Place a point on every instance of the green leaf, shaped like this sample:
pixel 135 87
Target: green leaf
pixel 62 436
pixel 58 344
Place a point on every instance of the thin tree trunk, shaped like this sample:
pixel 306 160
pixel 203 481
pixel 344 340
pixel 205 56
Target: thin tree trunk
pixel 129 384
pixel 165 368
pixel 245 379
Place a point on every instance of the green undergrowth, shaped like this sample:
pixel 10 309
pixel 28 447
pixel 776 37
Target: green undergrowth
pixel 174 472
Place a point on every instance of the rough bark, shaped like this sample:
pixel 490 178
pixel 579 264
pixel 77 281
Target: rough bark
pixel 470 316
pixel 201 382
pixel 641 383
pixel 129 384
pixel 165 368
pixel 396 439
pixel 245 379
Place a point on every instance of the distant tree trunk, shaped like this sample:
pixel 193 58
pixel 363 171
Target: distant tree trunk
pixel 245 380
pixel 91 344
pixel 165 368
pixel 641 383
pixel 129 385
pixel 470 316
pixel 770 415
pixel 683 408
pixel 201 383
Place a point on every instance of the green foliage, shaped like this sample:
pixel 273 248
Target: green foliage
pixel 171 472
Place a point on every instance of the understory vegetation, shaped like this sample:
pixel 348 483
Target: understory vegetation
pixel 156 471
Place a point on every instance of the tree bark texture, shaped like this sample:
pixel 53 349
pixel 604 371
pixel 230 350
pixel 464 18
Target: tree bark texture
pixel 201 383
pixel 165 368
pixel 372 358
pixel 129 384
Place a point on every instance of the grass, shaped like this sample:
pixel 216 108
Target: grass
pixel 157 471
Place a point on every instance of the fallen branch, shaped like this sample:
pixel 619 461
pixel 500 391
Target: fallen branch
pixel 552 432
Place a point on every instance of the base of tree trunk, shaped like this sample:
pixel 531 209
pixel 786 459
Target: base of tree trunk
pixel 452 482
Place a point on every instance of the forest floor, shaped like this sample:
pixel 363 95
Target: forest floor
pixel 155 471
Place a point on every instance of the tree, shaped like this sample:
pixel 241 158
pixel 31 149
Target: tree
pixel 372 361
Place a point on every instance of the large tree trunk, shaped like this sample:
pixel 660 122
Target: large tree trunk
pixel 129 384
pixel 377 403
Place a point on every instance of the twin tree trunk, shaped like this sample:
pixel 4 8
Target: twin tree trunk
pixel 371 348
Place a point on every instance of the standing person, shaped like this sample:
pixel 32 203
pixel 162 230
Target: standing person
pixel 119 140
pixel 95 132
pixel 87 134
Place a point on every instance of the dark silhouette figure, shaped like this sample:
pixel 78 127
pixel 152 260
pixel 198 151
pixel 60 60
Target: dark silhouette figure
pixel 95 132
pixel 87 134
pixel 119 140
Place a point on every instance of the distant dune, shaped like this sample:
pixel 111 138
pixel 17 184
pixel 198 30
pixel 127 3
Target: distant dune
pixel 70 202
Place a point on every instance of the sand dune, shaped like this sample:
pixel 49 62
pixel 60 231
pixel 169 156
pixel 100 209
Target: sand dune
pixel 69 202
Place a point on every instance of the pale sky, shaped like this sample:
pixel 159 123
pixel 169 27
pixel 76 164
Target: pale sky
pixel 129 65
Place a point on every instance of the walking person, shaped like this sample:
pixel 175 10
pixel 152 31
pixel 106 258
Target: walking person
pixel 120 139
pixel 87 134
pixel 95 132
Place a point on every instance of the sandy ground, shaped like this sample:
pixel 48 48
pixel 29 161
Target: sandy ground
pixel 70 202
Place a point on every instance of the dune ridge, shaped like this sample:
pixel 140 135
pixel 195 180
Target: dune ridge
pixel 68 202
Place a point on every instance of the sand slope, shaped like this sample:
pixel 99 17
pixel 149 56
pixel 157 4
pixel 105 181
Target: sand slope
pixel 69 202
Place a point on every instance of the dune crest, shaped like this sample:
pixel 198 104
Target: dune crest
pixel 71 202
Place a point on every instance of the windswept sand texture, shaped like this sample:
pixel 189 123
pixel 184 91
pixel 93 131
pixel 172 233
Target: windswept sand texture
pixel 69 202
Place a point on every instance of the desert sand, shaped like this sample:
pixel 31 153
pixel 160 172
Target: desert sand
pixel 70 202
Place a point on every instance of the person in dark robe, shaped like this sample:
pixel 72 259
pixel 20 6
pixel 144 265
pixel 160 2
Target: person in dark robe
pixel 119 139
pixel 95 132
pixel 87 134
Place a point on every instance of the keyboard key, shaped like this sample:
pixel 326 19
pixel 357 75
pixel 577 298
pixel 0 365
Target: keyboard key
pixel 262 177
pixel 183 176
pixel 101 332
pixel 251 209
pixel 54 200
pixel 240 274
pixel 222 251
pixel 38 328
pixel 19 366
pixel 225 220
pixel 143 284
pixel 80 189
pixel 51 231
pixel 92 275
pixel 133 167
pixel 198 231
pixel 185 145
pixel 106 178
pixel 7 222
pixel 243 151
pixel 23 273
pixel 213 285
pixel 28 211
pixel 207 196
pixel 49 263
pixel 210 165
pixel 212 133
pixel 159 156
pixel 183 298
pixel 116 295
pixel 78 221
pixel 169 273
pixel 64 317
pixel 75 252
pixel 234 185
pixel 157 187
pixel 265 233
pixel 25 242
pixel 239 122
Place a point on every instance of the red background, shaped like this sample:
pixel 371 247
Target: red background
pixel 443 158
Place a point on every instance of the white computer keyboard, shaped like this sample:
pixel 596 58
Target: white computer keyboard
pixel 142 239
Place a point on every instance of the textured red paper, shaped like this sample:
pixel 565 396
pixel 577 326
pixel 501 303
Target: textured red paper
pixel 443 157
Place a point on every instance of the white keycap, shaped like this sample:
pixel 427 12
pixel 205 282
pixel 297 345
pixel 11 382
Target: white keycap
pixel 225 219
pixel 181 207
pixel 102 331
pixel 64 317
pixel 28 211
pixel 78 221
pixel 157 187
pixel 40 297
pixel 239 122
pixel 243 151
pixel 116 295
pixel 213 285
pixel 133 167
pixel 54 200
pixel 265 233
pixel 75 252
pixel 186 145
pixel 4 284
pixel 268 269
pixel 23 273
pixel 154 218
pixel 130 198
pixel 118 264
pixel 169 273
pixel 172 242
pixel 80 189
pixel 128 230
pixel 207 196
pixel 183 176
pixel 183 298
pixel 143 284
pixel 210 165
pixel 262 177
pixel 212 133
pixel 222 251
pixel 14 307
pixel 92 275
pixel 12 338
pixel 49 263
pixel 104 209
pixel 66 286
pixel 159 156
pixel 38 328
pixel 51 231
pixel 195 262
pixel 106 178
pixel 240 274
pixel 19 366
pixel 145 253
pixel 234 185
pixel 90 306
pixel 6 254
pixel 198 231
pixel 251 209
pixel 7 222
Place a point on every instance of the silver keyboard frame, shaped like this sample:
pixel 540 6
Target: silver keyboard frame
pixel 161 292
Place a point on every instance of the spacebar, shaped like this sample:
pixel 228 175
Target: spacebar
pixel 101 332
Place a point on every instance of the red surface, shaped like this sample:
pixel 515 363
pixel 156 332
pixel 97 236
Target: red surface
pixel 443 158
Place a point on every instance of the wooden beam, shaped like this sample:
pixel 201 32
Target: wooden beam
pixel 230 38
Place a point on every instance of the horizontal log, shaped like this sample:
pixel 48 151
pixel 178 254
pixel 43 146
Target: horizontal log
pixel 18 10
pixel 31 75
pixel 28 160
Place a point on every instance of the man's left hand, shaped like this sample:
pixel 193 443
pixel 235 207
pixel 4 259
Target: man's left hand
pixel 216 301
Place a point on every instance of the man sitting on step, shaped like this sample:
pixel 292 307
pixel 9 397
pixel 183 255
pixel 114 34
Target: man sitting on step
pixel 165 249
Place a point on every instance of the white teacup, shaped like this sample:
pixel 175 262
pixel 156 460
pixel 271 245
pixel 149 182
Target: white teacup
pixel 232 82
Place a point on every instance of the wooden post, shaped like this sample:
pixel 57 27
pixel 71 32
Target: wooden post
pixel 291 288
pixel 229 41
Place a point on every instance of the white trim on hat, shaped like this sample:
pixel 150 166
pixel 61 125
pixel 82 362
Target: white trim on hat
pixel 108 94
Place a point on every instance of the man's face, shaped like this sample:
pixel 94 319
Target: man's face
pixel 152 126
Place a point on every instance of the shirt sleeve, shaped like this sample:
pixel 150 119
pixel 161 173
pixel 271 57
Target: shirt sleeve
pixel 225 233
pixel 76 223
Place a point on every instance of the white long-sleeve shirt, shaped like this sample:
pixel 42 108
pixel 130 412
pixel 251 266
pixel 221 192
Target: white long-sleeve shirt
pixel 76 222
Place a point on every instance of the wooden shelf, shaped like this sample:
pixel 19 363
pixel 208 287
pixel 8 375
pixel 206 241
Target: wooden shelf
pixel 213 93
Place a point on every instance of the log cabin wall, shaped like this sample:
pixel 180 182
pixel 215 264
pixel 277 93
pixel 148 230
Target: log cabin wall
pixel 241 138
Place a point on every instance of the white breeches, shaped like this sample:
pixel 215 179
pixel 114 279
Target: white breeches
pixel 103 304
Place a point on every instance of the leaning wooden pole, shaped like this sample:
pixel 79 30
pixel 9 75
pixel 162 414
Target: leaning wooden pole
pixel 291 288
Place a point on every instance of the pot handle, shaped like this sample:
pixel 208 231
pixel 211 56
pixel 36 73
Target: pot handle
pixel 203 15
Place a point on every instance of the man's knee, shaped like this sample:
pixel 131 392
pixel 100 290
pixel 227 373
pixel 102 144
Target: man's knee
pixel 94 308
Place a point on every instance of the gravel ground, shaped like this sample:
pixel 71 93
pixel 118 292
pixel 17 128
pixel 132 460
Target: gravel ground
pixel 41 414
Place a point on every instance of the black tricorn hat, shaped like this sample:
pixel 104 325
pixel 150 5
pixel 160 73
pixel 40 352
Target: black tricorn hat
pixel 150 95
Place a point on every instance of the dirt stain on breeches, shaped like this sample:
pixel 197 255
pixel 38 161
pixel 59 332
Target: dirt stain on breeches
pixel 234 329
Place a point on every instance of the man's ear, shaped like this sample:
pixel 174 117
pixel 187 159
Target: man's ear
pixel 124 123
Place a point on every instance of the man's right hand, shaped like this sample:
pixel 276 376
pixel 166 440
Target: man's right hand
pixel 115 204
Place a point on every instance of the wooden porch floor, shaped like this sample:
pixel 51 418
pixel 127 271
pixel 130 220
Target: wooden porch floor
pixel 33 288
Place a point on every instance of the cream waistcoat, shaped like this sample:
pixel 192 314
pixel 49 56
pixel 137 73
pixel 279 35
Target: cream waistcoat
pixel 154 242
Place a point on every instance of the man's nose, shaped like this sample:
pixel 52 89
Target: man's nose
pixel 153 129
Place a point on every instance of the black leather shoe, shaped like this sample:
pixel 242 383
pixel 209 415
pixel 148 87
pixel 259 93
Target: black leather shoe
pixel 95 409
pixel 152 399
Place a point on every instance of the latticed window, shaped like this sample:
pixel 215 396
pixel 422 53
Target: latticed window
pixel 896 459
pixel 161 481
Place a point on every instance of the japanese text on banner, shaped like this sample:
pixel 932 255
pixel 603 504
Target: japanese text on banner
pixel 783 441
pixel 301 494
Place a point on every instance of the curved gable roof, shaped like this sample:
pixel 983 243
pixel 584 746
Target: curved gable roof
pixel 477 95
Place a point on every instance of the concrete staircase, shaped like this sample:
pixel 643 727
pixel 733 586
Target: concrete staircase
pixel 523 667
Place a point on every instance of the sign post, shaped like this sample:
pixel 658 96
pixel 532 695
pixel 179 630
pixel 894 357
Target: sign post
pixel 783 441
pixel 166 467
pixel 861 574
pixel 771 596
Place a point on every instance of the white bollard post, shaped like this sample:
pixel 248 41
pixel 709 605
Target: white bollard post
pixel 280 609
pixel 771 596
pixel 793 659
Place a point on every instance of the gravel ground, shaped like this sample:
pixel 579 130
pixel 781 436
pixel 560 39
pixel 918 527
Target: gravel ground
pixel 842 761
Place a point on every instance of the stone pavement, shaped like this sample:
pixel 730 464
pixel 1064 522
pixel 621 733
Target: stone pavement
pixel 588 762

▶ _Task statement_:
Copy out the records from the line with "Place a point on every instance of the person" up to and including the line with "pixel 443 157", with no changes.

▶ _Answer for the task_:
Place a point on every instance of the person in dark robe, shaped like this sample:
pixel 72 259
pixel 20 6
pixel 144 265
pixel 160 2
Target: person in dark robe
pixel 119 139
pixel 95 132
pixel 87 134
Place a point on every instance of the keyboard key, shaped like this sample:
pixel 326 19
pixel 357 75
pixel 577 298
pixel 0 365
Target: keyboard key
pixel 262 177
pixel 183 176
pixel 101 332
pixel 251 209
pixel 54 200
pixel 240 274
pixel 222 251
pixel 38 328
pixel 19 366
pixel 225 220
pixel 143 284
pixel 80 189
pixel 51 231
pixel 92 275
pixel 133 167
pixel 198 231
pixel 185 145
pixel 106 178
pixel 7 222
pixel 243 151
pixel 23 273
pixel 213 285
pixel 28 211
pixel 207 196
pixel 49 263
pixel 210 165
pixel 212 133
pixel 159 156
pixel 183 298
pixel 116 295
pixel 78 221
pixel 169 273
pixel 64 317
pixel 75 252
pixel 234 185
pixel 157 187
pixel 265 233
pixel 25 242
pixel 239 122
Place a point on every instance of the red background, shaped like this sample:
pixel 371 247
Target: red background
pixel 443 158
Place a point on every instance of the white computer keyboard, shaped like this sample:
pixel 596 58
Target: white computer keyboard
pixel 142 239
Place a point on every instance of the textured red paper, shaped like this sample:
pixel 565 396
pixel 577 326
pixel 501 303
Target: textured red paper
pixel 443 157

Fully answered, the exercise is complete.